Copy out the entries in full and with complete accuracy; pictures are excluded.

:: Material to process ::

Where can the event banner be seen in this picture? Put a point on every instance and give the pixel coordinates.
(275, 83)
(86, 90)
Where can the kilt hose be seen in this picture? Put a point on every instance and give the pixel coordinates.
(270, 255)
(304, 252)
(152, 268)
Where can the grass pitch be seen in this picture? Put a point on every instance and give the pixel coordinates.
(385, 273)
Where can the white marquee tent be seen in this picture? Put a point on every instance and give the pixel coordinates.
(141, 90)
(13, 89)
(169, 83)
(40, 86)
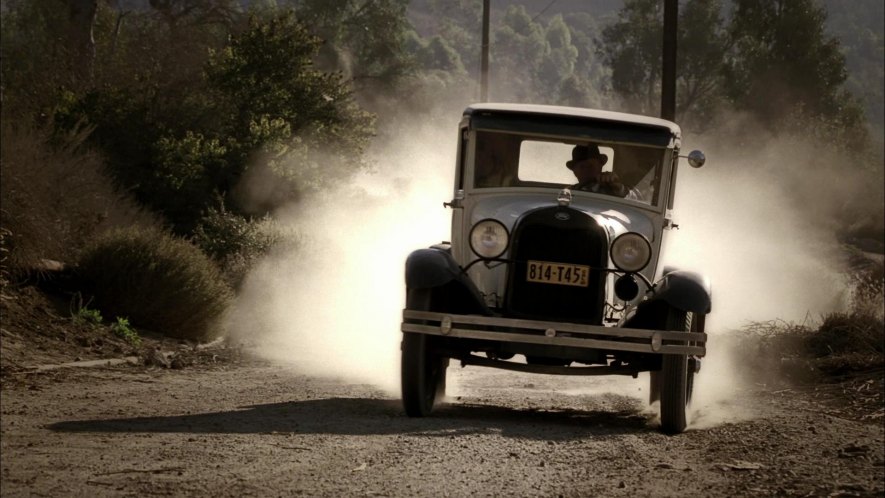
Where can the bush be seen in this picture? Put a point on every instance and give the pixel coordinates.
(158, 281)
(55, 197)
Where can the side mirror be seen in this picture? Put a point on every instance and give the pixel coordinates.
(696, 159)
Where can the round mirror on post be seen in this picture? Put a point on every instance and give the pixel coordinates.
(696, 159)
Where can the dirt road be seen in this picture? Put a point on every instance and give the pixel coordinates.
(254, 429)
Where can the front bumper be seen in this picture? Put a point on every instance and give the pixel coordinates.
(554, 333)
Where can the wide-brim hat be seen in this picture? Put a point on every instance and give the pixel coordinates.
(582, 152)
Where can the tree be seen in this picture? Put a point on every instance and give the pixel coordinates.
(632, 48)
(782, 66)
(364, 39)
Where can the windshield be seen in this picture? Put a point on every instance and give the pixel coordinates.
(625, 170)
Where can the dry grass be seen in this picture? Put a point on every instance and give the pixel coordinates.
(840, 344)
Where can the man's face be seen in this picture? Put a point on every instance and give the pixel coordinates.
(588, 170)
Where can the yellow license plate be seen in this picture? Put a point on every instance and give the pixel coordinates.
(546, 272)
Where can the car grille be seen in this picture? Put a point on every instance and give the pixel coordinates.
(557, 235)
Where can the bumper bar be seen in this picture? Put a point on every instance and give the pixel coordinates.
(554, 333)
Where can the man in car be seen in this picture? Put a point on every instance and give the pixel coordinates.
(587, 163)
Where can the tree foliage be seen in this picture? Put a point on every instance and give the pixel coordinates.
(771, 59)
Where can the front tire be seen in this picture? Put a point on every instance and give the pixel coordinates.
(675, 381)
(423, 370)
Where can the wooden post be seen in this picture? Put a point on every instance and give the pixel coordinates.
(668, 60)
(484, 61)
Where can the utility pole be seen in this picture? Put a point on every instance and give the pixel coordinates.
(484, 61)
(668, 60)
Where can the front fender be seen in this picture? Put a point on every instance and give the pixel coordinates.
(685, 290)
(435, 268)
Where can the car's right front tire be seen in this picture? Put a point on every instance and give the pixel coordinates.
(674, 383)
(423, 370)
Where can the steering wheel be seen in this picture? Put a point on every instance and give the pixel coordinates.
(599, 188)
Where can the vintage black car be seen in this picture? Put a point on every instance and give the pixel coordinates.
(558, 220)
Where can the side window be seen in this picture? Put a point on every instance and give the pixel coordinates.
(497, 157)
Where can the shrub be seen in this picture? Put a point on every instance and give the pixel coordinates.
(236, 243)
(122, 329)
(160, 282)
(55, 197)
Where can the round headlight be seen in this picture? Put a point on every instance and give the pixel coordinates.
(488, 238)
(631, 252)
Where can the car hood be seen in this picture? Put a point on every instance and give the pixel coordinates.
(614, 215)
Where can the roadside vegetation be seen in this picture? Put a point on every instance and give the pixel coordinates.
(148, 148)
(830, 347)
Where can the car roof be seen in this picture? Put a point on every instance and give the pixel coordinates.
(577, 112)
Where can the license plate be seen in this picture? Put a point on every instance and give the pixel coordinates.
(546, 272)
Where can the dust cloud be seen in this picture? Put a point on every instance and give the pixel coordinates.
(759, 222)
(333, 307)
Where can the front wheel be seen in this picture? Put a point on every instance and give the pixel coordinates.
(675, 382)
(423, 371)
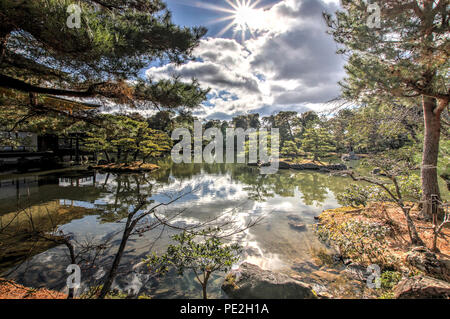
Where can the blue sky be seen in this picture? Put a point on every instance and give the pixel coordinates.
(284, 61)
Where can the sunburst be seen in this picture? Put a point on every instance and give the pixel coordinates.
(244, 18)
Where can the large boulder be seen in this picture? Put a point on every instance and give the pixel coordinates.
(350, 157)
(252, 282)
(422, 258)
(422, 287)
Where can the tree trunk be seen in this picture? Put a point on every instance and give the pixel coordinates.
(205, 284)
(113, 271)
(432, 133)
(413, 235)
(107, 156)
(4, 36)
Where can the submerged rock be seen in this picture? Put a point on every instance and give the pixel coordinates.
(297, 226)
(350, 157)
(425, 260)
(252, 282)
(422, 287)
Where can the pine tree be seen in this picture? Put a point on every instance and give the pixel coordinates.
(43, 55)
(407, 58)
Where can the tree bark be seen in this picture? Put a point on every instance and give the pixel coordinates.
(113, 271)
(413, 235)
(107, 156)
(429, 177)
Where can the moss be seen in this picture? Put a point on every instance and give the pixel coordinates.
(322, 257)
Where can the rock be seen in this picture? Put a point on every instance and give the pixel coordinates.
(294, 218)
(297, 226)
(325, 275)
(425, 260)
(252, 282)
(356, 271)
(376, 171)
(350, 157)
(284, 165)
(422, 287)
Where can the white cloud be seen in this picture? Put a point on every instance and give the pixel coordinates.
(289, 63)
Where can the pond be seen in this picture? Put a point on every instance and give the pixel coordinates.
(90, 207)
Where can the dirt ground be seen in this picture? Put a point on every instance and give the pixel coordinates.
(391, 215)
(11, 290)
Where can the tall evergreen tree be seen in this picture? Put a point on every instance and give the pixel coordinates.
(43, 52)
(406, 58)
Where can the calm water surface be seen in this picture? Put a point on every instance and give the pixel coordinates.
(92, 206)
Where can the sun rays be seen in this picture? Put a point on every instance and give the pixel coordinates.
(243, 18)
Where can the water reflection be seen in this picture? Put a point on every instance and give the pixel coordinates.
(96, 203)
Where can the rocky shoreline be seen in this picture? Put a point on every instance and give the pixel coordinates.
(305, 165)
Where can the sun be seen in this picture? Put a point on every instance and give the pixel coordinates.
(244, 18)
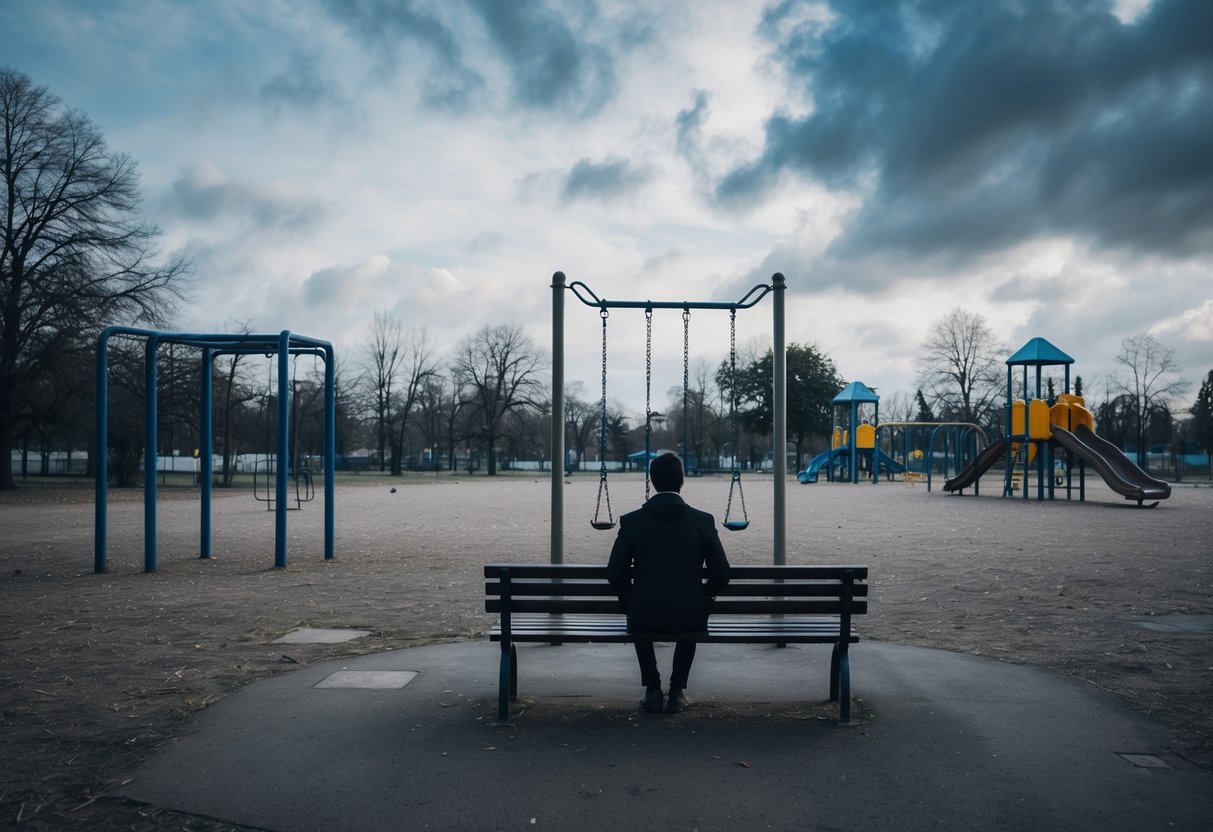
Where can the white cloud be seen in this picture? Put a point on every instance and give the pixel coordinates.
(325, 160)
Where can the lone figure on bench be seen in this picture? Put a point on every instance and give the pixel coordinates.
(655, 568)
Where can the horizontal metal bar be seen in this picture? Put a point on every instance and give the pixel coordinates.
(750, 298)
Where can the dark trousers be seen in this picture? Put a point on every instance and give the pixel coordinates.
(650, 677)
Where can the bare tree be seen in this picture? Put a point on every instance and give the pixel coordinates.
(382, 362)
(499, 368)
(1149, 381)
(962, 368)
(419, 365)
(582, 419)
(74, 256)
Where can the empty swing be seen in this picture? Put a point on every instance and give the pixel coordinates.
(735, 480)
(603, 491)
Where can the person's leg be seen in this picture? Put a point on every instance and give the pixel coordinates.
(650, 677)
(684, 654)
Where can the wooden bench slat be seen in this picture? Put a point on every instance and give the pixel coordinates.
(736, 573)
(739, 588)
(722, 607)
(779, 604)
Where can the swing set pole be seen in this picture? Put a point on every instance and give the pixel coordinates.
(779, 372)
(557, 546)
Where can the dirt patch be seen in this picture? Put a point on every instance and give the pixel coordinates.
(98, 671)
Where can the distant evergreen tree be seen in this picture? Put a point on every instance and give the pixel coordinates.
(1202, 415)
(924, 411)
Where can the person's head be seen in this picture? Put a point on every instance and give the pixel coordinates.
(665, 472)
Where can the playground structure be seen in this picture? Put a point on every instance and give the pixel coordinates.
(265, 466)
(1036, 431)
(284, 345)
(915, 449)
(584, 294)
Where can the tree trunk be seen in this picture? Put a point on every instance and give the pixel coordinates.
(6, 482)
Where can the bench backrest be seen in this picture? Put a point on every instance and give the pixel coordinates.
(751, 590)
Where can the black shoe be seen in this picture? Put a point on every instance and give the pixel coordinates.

:::

Task result:
Where can the event banner be seen in this picture? Put a point on every instance and give the pixel coordinates.
(275, 83)
(86, 90)
Where can the kilt hose be seen in this picture? Put a point on every instance and give the pixel coordinates.
(270, 255)
(304, 252)
(152, 268)
Where can the grass pitch be seen in this picture? Put a point on every instance and give the pixel coordinates.
(385, 273)
Where can the white marquee tent be seen in this picture? Put a point on every instance and give the pixel coordinates.
(141, 90)
(13, 89)
(169, 83)
(40, 86)
Where can the bush be seen in this picture? Put a point on every instance and give the pixel coordinates.
(158, 281)
(55, 197)
Where can the side mirror be seen in this picture? Put a point on every instance and give the pixel coordinates.
(696, 159)
Where can the round mirror on post be seen in this picture? Put a point on every instance and give the pixel coordinates.
(696, 159)
Where can the dirt road be seen in this picture? Put a point on every instance and give the pixel coordinates.
(254, 429)
Where can the front bumper be seen in this picture? Put a point on every instance and give the pixel coordinates.
(554, 333)
Where can the wide-brim hat be seen in this picture? Put a point on every instance and give the pixel coordinates.
(582, 152)
Where can the tree be seen in this picture? Put a point on every instance and give the pixel coordinates.
(632, 48)
(782, 66)
(364, 39)
Where can the windshield be seen in this picture? Put a point on every instance and give the pixel coordinates.
(625, 170)
Where can the dry grass be seen in this picture? Put a point on every instance and give the pixel coordinates.
(840, 344)
Where can the man's face be seen in this picture? Put a point on every instance and give the pixel coordinates.
(588, 170)
Where can the yellow license plate be seen in this picture? Put a point on every instance and give the pixel coordinates.
(546, 272)
Where can the car grille be seen in this picture? Put a point on every instance and give the pixel coordinates.
(557, 235)
Where can the bumper bar be seen in this picture? Put a point on every instance and give the pixel coordinates.
(554, 333)
Where can the man in car be seen in this picture? Put a point on every instance and give the pixel coordinates.
(587, 163)
Where can the tree foliage be seen in this picture? Put a point on every instance and give the pixel coordinates.
(771, 59)
Where can the front tire be seen in this picture? Put a point on every instance and give the pixel coordinates.
(675, 381)
(423, 370)
Where can the wooden post be seen in this picture? Put a point on every instance and give the pixel coordinates.
(668, 60)
(484, 61)
Where can the utility pole be seen in this picture? Put a point on every instance and give the pixel coordinates.
(484, 61)
(668, 60)
Where can the front fender be seen in this picture? Put a point on every instance and give the pixel coordinates.
(685, 290)
(435, 268)
Where can the car's right front tire be seen in this picture? Put a point on every instance and give the pixel coordinates.
(674, 383)
(423, 370)
Where can the steering wheel be seen in this picture? Put a point on every instance and give the pixel coordinates.
(599, 188)
Where can the vintage black car be seen in this picture? Put a point on every instance and give the pixel coordinates.
(558, 220)
Where can the side window be seen in this picture? Put a point on every instance and give the pixel coordinates.
(497, 157)
Where can the shrub be seen in this picture? Put a point on every instance and give the pixel coordinates.
(236, 243)
(122, 329)
(160, 282)
(55, 197)
Where can the round headlight be seen in this picture? Put a point on every instance and give the pixel coordinates.
(488, 238)
(631, 252)
Where can the car hood be seen in this picture? Put a point on every instance and give the pixel coordinates.
(614, 215)
Where can the roadside vegetation be seen in this picture? Put a point on every instance and give the pixel coordinates.
(148, 148)
(830, 347)
Where can the car roof be seen in this picture? Put a point on every instance and give the pixel coordinates.
(577, 112)
Where can the license plate be seen in this picture? Put a point on every instance and give the pixel coordinates.
(546, 272)
Where can the dust cloud be seen in this picture? Put a point on every instance and give the pixel coordinates.
(759, 222)
(333, 307)
Where can the front wheel be seen in this picture? Put a point on every instance and give the pixel coordinates.
(675, 382)
(423, 371)
Where can the blue sky be seen in this picture? Put a point on every instance and give the pixel coordinates.
(284, 61)
Where can the sunburst be seen in this picture? Put a point on every instance and give the pixel coordinates.
(244, 18)
Where can the large boulder be seen in this picture? Put a point on every instance and give the pixel coordinates.
(350, 157)
(252, 282)
(422, 258)
(422, 287)
Where can the tree trunk be seen in this picture? Put a point on every instance and give the pixel coordinates.
(205, 284)
(113, 271)
(432, 133)
(413, 235)
(107, 156)
(4, 36)
Where can the submerged rock be seen in this picture? Put a point on every instance and give the pixel coordinates.
(297, 226)
(350, 157)
(425, 260)
(252, 282)
(422, 287)
Where can the pine tree be seen in this picture? Put a point on every instance and give the pixel coordinates.
(43, 55)
(407, 58)
Where can the tree bark be seen in this picture? Put a point on every instance and give the pixel coordinates.
(113, 271)
(413, 235)
(107, 156)
(429, 177)
Where can the moss be seen in this picture? Put a point on every instance and give the pixel coordinates.
(322, 257)
Where can the rock be seen in this picture? Put a point on every instance and give the pixel coordinates.
(294, 218)
(297, 226)
(325, 275)
(425, 260)
(252, 282)
(356, 271)
(376, 171)
(350, 157)
(284, 165)
(422, 287)
Where can the white cloud be seen in this picture? Put a point on every instance and give the pixel coordinates.
(289, 63)
Where can the pond be seen in this picture? Put a point on every instance and give the pixel coordinates.
(90, 207)
Where can the dirt ground be seen in this picture? Put a point on every instance and give the pixel coordinates.
(391, 215)
(11, 290)
Where can the tall evergreen tree be seen in this picture? Put a point on every instance and give the pixel coordinates.
(43, 52)
(406, 58)
Where can the calm water surface be seen in this picture? Put a point on every instance and give the pixel coordinates.
(92, 206)
Where can the sun rays be seen in this picture? Put a point on every instance and give the pixel coordinates.
(243, 18)
Where can the water reflection be seen in this picture? Put a point on every instance and give the pixel coordinates.
(96, 203)
Where can the rocky shoreline be seen in this picture? Put a point on every instance and give the pixel coordinates.
(305, 165)
Where can the sun be seen in this picture? Put a point on every instance and give the pixel coordinates.
(244, 18)
Where can the white cloud be seen in this picture? Put a point on every instance and give the pixel coordinates.
(325, 160)
Where can the lone figure on bench be seen in this picture? Put a point on every instance and give the pixel coordinates.
(655, 568)
Where can the horizontal metal bar be seen in this picture? Put a point on every instance and give the pixel coordinates.
(750, 298)
Where can the dark trousers be seen in this picture? Put a point on every instance and give the pixel coordinates.
(650, 677)
Where can the bare tree be seen in this picture? Put a point on every instance and give the pixel coordinates.
(382, 362)
(499, 368)
(1149, 381)
(962, 368)
(419, 365)
(582, 419)
(74, 256)
Where can the empty swing be seen in this picture? Put a point on every instance and give the pixel coordinates.
(735, 480)
(603, 491)
Where can the person's leg be seen in this picture? Put a point on every instance and give the pixel coordinates.
(650, 677)
(684, 654)
Where can the wooden bench slat be seen in this picture? Put a point on every instance and give the pixel coordinates.
(736, 573)
(739, 588)
(722, 607)
(779, 604)
Where can the swing set pole be seen in this picture? Put a point on every instance and give the pixel coordinates.
(779, 372)
(557, 546)
Where can the dirt patch be seen in this picture? Put a point on every instance and give the pixel coordinates.
(98, 671)
Where can the distant evergreen tree be seen in this picture? Put a point on every instance and give the pixel coordinates.
(1202, 415)
(924, 411)
Where can the person's head be seen in this picture? Put a point on every instance and give the pixel coordinates.
(665, 472)
Where can the playground structure be seen in this picture? Put a point on every instance and give the pixel coordinates.
(265, 466)
(1036, 431)
(284, 345)
(915, 449)
(584, 294)
Where can the tree trunk be seen in this picture? Put a point on every instance and give the pixel coordinates.
(6, 482)
Where can the bench backrest be seen in this picture? Put a point on every instance and give the pixel coordinates.
(751, 590)
Where can the black shoe be seen in this picture? Put a point on every instance and give the pixel coordinates.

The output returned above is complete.